• **Given problem**: Tally the lines in the data below that contain the string "white", and reply with the count alone.

Source records:
=======

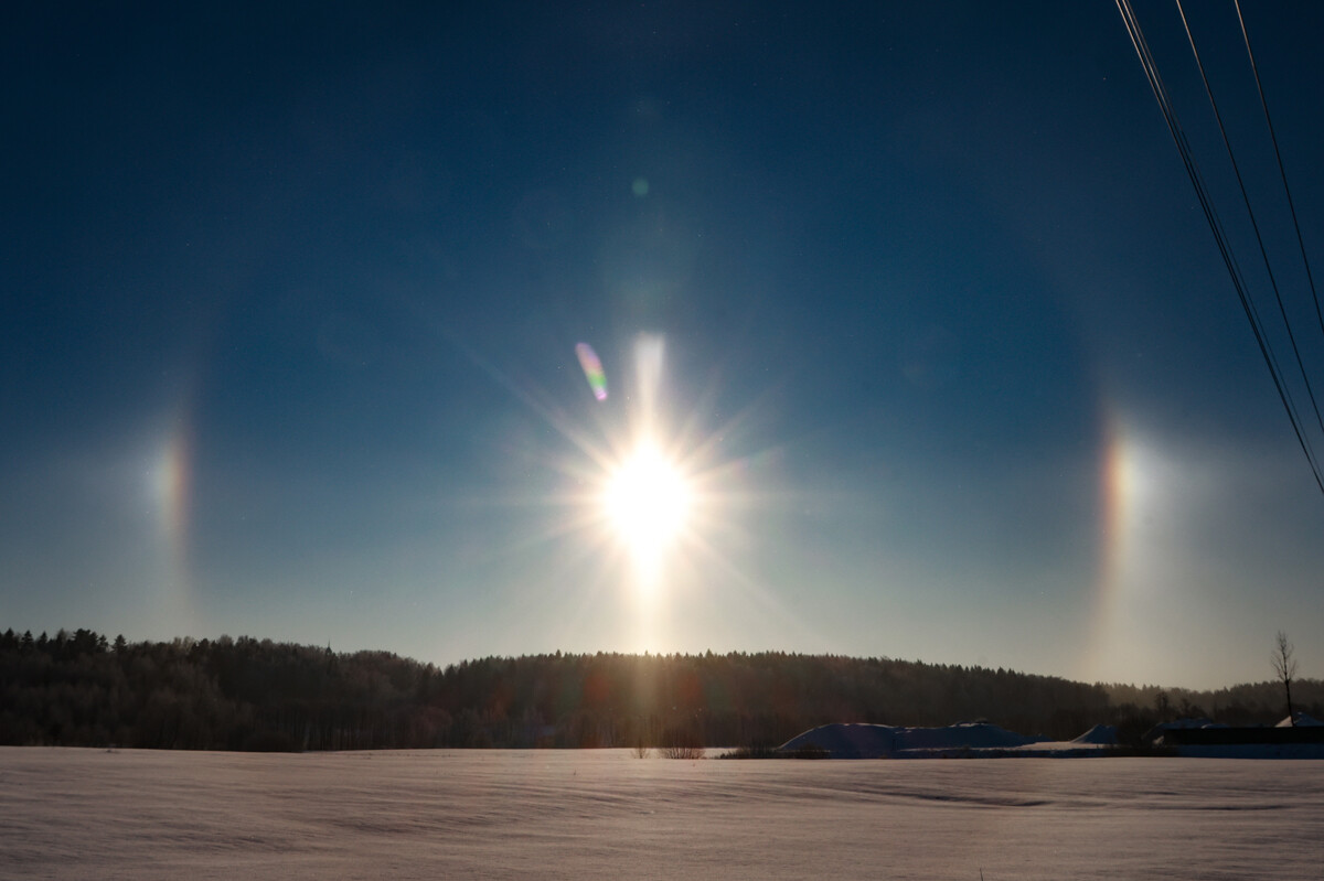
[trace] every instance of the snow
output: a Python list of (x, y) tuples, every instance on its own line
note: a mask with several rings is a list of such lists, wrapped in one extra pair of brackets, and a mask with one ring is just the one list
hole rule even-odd
[(0, 749), (0, 877), (1317, 878), (1324, 762)]
[[(1292, 721), (1295, 716), (1295, 722)], [(1324, 722), (1319, 721), (1309, 713), (1294, 713), (1292, 716), (1284, 716), (1283, 720), (1274, 728), (1320, 728)]]

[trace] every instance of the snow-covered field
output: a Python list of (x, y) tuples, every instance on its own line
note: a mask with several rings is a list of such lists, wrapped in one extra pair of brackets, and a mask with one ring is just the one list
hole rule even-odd
[(4, 878), (1320, 878), (1324, 762), (0, 749)]

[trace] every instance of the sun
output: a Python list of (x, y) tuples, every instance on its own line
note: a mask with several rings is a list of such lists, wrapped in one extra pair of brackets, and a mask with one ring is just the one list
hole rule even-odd
[(642, 444), (609, 475), (604, 513), (643, 567), (655, 567), (685, 529), (691, 489), (681, 468), (655, 446)]

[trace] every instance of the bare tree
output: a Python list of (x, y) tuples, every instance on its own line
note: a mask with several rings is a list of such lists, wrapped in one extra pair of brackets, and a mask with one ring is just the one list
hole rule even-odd
[(1278, 631), (1272, 655), (1274, 672), (1278, 675), (1278, 681), (1287, 689), (1287, 718), (1294, 726), (1296, 725), (1296, 714), (1292, 713), (1292, 679), (1296, 676), (1295, 652), (1296, 647), (1287, 642), (1287, 634)]

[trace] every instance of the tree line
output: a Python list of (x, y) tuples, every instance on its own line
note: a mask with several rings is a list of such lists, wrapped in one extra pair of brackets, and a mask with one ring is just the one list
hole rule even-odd
[[(438, 668), (270, 639), (0, 635), (0, 743), (199, 750), (776, 746), (828, 722), (984, 720), (1070, 739), (1158, 721), (1272, 722), (1272, 683), (1086, 685), (1006, 669), (785, 652), (532, 655)], [(1324, 716), (1324, 683), (1298, 681)], [(1206, 712), (1207, 710), (1207, 712)]]

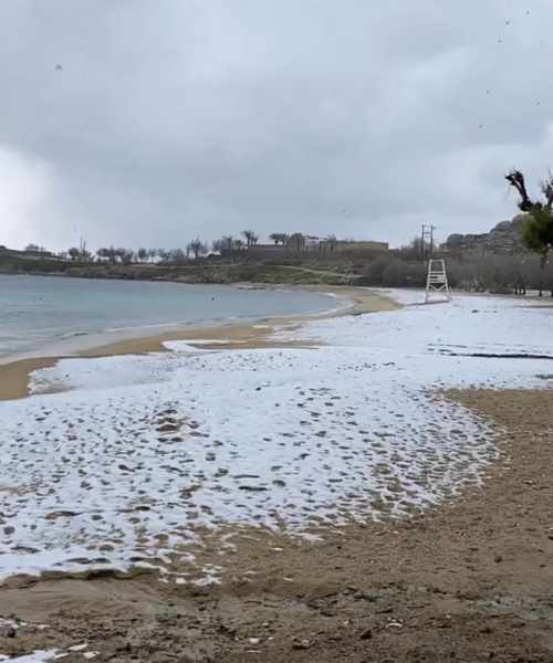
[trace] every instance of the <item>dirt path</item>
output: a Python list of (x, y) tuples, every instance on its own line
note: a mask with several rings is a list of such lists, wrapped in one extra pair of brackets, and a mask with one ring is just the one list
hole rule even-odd
[(220, 586), (12, 582), (0, 615), (30, 623), (0, 627), (0, 652), (86, 641), (114, 662), (553, 661), (553, 393), (452, 396), (504, 427), (483, 488), (319, 544), (243, 530)]

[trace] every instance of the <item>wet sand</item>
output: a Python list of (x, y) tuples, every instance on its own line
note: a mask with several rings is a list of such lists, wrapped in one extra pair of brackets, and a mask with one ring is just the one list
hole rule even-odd
[(28, 623), (0, 633), (0, 651), (87, 642), (116, 663), (551, 662), (552, 392), (449, 398), (498, 429), (501, 455), (481, 487), (320, 543), (244, 528), (221, 585), (102, 573), (9, 582), (0, 614)]
[[(246, 286), (244, 286), (246, 287)], [(261, 286), (259, 286), (261, 287)], [(336, 308), (327, 314), (304, 315), (278, 318), (264, 318), (257, 322), (227, 323), (204, 327), (187, 326), (171, 329), (161, 334), (145, 336), (140, 338), (118, 339), (109, 344), (100, 345), (94, 348), (72, 352), (71, 355), (59, 355), (53, 357), (36, 357), (19, 359), (10, 364), (0, 365), (0, 401), (15, 400), (29, 396), (29, 378), (34, 370), (50, 368), (66, 357), (111, 357), (116, 355), (145, 355), (148, 352), (169, 351), (165, 343), (173, 340), (212, 340), (213, 345), (202, 344), (202, 348), (218, 349), (251, 349), (263, 347), (309, 347), (305, 344), (293, 341), (279, 343), (271, 340), (271, 335), (282, 328), (293, 329), (307, 320), (322, 317), (336, 317), (342, 315), (361, 315), (364, 313), (377, 313), (382, 311), (394, 311), (399, 306), (390, 298), (375, 291), (356, 288), (351, 286), (302, 286), (286, 290), (302, 290), (314, 293), (332, 293), (343, 307)], [(351, 305), (348, 305), (348, 303)]]

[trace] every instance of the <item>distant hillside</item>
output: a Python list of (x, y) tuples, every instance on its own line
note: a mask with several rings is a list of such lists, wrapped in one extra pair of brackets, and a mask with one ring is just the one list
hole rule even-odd
[(456, 254), (515, 255), (525, 253), (522, 229), (528, 214), (519, 214), (512, 221), (501, 221), (495, 228), (482, 234), (451, 234), (441, 246)]

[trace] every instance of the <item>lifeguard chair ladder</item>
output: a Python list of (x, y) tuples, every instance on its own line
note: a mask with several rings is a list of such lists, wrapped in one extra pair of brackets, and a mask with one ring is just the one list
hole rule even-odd
[(430, 302), (432, 295), (441, 295), (446, 297), (448, 302), (451, 302), (451, 291), (449, 290), (446, 261), (444, 260), (428, 261), (425, 304)]

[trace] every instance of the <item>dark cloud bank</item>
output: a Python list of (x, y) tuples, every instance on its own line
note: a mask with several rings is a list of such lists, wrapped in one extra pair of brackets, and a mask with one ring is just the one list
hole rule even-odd
[(503, 172), (553, 165), (552, 19), (547, 0), (3, 2), (0, 243), (488, 230), (515, 210)]

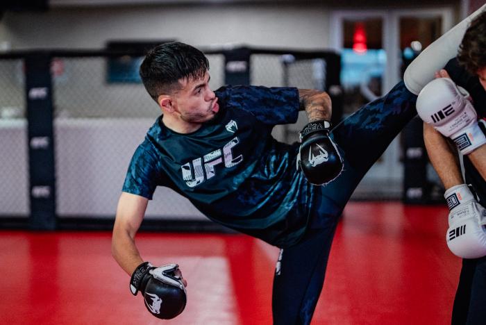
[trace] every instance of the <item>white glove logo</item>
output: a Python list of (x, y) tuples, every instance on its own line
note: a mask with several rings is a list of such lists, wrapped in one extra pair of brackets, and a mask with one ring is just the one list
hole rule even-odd
[(317, 156), (314, 156), (312, 154), (312, 146), (309, 148), (309, 162), (310, 162), (310, 165), (312, 165), (312, 167), (316, 167), (318, 165), (321, 165), (321, 163), (328, 161), (329, 159), (328, 152), (319, 144), (316, 144), (316, 146), (319, 147), (319, 153)]
[(152, 312), (153, 314), (160, 314), (160, 305), (162, 305), (162, 299), (157, 295), (151, 294), (149, 292), (145, 292), (145, 294), (151, 297), (151, 300), (152, 301), (151, 304), (149, 304), (146, 299), (144, 299), (145, 304), (149, 308), (149, 310)]

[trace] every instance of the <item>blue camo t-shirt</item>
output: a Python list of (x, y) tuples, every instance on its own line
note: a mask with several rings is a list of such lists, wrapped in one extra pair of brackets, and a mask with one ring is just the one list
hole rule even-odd
[(271, 133), (296, 122), (297, 89), (215, 92), (219, 112), (194, 133), (177, 133), (157, 119), (132, 158), (123, 191), (151, 199), (157, 186), (166, 186), (215, 222), (276, 246), (294, 244), (307, 226), (314, 187), (296, 171), (297, 144)]

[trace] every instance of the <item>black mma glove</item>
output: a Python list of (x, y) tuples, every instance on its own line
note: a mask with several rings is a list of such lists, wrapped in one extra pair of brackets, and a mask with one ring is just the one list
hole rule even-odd
[(176, 271), (177, 264), (155, 267), (149, 262), (137, 267), (130, 279), (130, 291), (140, 291), (145, 306), (157, 318), (170, 319), (184, 310), (187, 301), (185, 288)]
[(330, 128), (328, 121), (316, 121), (308, 124), (300, 133), (297, 169), (302, 169), (312, 184), (326, 184), (342, 171), (342, 160), (336, 145), (329, 138)]

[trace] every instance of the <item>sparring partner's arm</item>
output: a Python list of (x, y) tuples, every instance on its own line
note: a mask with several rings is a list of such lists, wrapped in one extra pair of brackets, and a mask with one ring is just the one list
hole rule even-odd
[(305, 110), (309, 123), (300, 133), (301, 147), (297, 169), (315, 185), (325, 185), (337, 177), (343, 163), (339, 151), (329, 136), (332, 106), (330, 97), (319, 90), (299, 90), (301, 110)]
[(457, 153), (452, 149), (447, 140), (427, 123), (424, 123), (424, 141), (430, 163), (444, 188), (463, 183)]
[(447, 246), (462, 258), (486, 255), (484, 208), (476, 202), (462, 176), (454, 151), (447, 140), (431, 125), (424, 124), (424, 140), (429, 159), (447, 190), (444, 197), (449, 208)]
[[(447, 70), (445, 69), (441, 69), (438, 72), (435, 72), (434, 76), (435, 78), (449, 78), (449, 79), (452, 79), (449, 72), (447, 72)], [(428, 128), (428, 131), (431, 132), (430, 130), (432, 130), (432, 128)], [(438, 133), (437, 131), (435, 133)], [(481, 175), (481, 176), (483, 176), (483, 178), (486, 180), (486, 144), (483, 144), (482, 146), (472, 151), (471, 153), (469, 153), (468, 157), (478, 172), (479, 172), (479, 174)], [(440, 176), (440, 175), (439, 176)], [(446, 177), (447, 176), (445, 175), (445, 176)], [(445, 184), (444, 185), (446, 186)], [(449, 188), (446, 186), (446, 188)]]

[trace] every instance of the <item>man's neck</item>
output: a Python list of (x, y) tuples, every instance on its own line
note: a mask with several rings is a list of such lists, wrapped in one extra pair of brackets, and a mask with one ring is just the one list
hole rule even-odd
[(199, 130), (202, 125), (201, 123), (187, 122), (181, 119), (178, 117), (174, 117), (166, 114), (162, 115), (162, 122), (164, 123), (164, 125), (170, 130), (183, 134), (195, 132)]

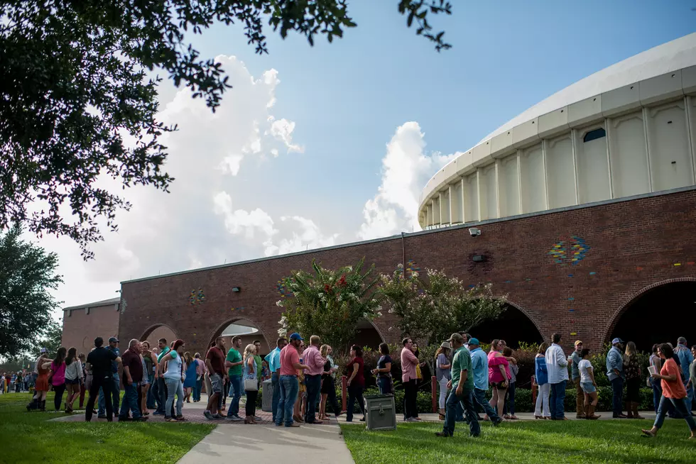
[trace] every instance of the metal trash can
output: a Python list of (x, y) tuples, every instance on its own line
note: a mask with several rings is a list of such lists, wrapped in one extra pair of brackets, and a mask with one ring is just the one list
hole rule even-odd
[(271, 379), (263, 380), (261, 390), (261, 411), (273, 412), (273, 385)]
[(393, 394), (364, 397), (368, 430), (396, 430), (396, 407)]

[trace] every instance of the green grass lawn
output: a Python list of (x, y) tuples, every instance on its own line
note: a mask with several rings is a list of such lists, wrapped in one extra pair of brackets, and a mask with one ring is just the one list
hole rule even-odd
[(643, 438), (648, 420), (519, 421), (498, 428), (482, 423), (481, 436), (457, 424), (455, 436), (434, 435), (437, 424), (399, 424), (396, 431), (367, 431), (342, 425), (357, 464), (389, 463), (696, 463), (696, 440), (683, 420), (668, 419), (656, 438)]
[[(26, 412), (28, 394), (0, 395), (0, 462), (175, 463), (214, 427), (200, 424), (54, 422)], [(49, 393), (46, 409), (53, 409)]]

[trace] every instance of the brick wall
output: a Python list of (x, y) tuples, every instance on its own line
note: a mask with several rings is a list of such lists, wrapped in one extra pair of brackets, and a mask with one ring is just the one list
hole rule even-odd
[(63, 311), (61, 346), (74, 346), (85, 355), (94, 347), (94, 338), (101, 336), (104, 345), (109, 337), (119, 335), (117, 305), (94, 306)]
[[(276, 282), (292, 270), (308, 270), (312, 259), (336, 267), (365, 257), (380, 272), (388, 273), (405, 257), (423, 270), (443, 270), (467, 284), (491, 282), (544, 337), (558, 331), (567, 344), (580, 338), (596, 348), (641, 289), (696, 277), (695, 206), (696, 190), (687, 190), (484, 222), (478, 237), (470, 236), (467, 228), (445, 228), (124, 282), (121, 294), (127, 305), (120, 333), (124, 338), (141, 337), (153, 324), (165, 324), (190, 349), (202, 352), (227, 324), (246, 319), (273, 346), (281, 316)], [(561, 255), (550, 255), (552, 250)], [(482, 254), (485, 262), (472, 261)], [(579, 260), (572, 265), (574, 257)], [(233, 293), (232, 287), (241, 291)], [(192, 305), (191, 290), (198, 289), (205, 299)], [(386, 311), (374, 324), (387, 341), (400, 338), (398, 331), (389, 330), (396, 324)]]

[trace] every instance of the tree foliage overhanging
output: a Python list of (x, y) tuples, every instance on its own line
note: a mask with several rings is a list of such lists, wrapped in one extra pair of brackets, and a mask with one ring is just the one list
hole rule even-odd
[(55, 341), (55, 333), (60, 330), (51, 316), (60, 302), (50, 292), (62, 282), (61, 276), (55, 273), (58, 256), (22, 241), (21, 235), (19, 226), (0, 233), (2, 358), (35, 350), (40, 339)]
[[(451, 13), (448, 1), (398, 0), (398, 11), (436, 50), (450, 48), (428, 23)], [(116, 211), (130, 207), (97, 178), (167, 192), (159, 140), (176, 128), (156, 119), (161, 79), (148, 72), (166, 72), (214, 111), (231, 86), (187, 37), (215, 23), (242, 25), (260, 54), (264, 28), (313, 44), (356, 26), (347, 0), (0, 1), (0, 229), (24, 222), (67, 236), (87, 259), (102, 239), (97, 219), (115, 229)]]

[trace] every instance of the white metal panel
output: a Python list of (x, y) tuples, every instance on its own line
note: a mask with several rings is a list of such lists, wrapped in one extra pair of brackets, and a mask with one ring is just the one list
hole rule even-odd
[(498, 192), (500, 217), (521, 213), (520, 178), (516, 153), (498, 160)]
[(614, 197), (650, 192), (643, 111), (609, 120), (609, 158)]
[(648, 108), (648, 155), (653, 192), (694, 184), (684, 101)]
[(575, 172), (570, 133), (545, 143), (548, 207), (553, 209), (575, 204)]
[(580, 204), (611, 197), (609, 183), (609, 162), (607, 159), (607, 137), (584, 141), (585, 135), (604, 123), (577, 131), (575, 165), (577, 169), (577, 196)]
[(464, 178), (464, 221), (471, 222), (479, 220), (479, 184), (477, 173), (469, 174)]
[(522, 212), (533, 213), (546, 209), (544, 157), (541, 144), (522, 150), (520, 157), (520, 183)]

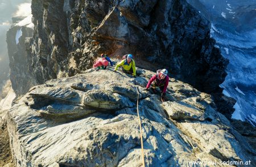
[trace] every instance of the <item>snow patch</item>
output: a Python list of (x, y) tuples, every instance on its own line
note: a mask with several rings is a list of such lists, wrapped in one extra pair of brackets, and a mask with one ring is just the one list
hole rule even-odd
[(238, 88), (238, 87), (237, 87), (235, 88), (235, 89), (237, 90), (237, 92), (238, 92), (239, 93), (241, 93), (242, 95), (245, 95), (245, 93), (243, 93), (243, 92), (242, 92), (242, 91), (240, 90), (240, 89)]
[(34, 28), (34, 24), (32, 23), (31, 21), (32, 16), (32, 15), (28, 16), (17, 24), (15, 24), (14, 25), (19, 27), (26, 26), (28, 28)]
[(227, 48), (224, 48), (224, 49), (225, 49), (225, 51), (226, 52), (226, 54), (229, 54), (229, 49)]
[(226, 19), (226, 13), (222, 12), (221, 13), (221, 16), (222, 16), (223, 18), (224, 18)]
[(240, 106), (237, 104), (237, 102), (236, 102), (236, 104), (234, 105), (234, 108), (235, 109), (235, 111), (232, 114), (231, 118), (240, 119), (241, 121), (243, 121), (243, 119), (242, 118), (242, 117), (241, 115), (242, 110), (241, 109)]
[(217, 32), (220, 33), (218, 30), (217, 29), (217, 28), (214, 27), (214, 25), (213, 25), (213, 23), (212, 23), (212, 25), (210, 25), (210, 37), (212, 37), (213, 36), (213, 33), (214, 33), (214, 32)]
[(21, 29), (22, 29), (22, 28), (20, 28), (16, 32), (16, 36), (15, 36), (16, 45), (18, 45), (18, 44), (19, 44), (19, 39), (22, 36), (22, 31)]

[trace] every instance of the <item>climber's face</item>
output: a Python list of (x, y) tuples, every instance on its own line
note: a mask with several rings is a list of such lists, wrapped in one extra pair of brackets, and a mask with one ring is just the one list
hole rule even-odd
[(127, 57), (127, 61), (128, 63), (130, 63), (130, 62), (131, 61), (131, 58), (130, 57)]

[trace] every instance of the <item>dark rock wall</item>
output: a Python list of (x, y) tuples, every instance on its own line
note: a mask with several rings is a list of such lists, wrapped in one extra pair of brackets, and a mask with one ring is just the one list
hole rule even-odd
[[(16, 44), (17, 31), (21, 30), (22, 35)], [(10, 60), (10, 79), (11, 85), (16, 95), (25, 94), (27, 91), (36, 84), (32, 75), (31, 68), (32, 57), (28, 54), (30, 46), (29, 41), (33, 35), (33, 29), (26, 26), (12, 27), (7, 32), (8, 54)]]
[(228, 61), (209, 37), (208, 21), (185, 1), (32, 0), (31, 8), (33, 84), (90, 68), (102, 53), (131, 53), (222, 96)]

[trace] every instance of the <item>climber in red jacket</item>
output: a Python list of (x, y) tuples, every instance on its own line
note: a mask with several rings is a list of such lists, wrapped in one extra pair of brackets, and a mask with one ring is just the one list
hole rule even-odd
[(101, 58), (96, 60), (96, 62), (93, 65), (93, 68), (97, 68), (97, 70), (102, 69), (105, 70), (106, 67), (109, 65), (109, 62), (110, 62), (113, 66), (112, 62), (107, 55), (101, 54)]
[(150, 87), (150, 85), (153, 82), (151, 86), (153, 92), (156, 92), (155, 89), (159, 87), (161, 90), (161, 100), (162, 102), (164, 101), (164, 96), (166, 95), (166, 89), (167, 89), (168, 84), (169, 83), (169, 76), (167, 75), (168, 71), (166, 69), (158, 70), (156, 71), (156, 74), (155, 74), (150, 78), (147, 87), (144, 91), (147, 91)]

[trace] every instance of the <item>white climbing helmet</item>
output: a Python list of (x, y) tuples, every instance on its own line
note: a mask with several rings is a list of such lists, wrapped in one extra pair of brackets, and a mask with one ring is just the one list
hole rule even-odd
[(160, 73), (162, 73), (163, 75), (164, 75), (165, 76), (166, 76), (168, 74), (168, 71), (166, 69), (163, 69), (161, 70), (161, 72), (160, 72)]

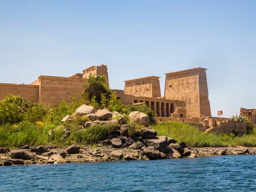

=======

• **Result of the exercise**: 3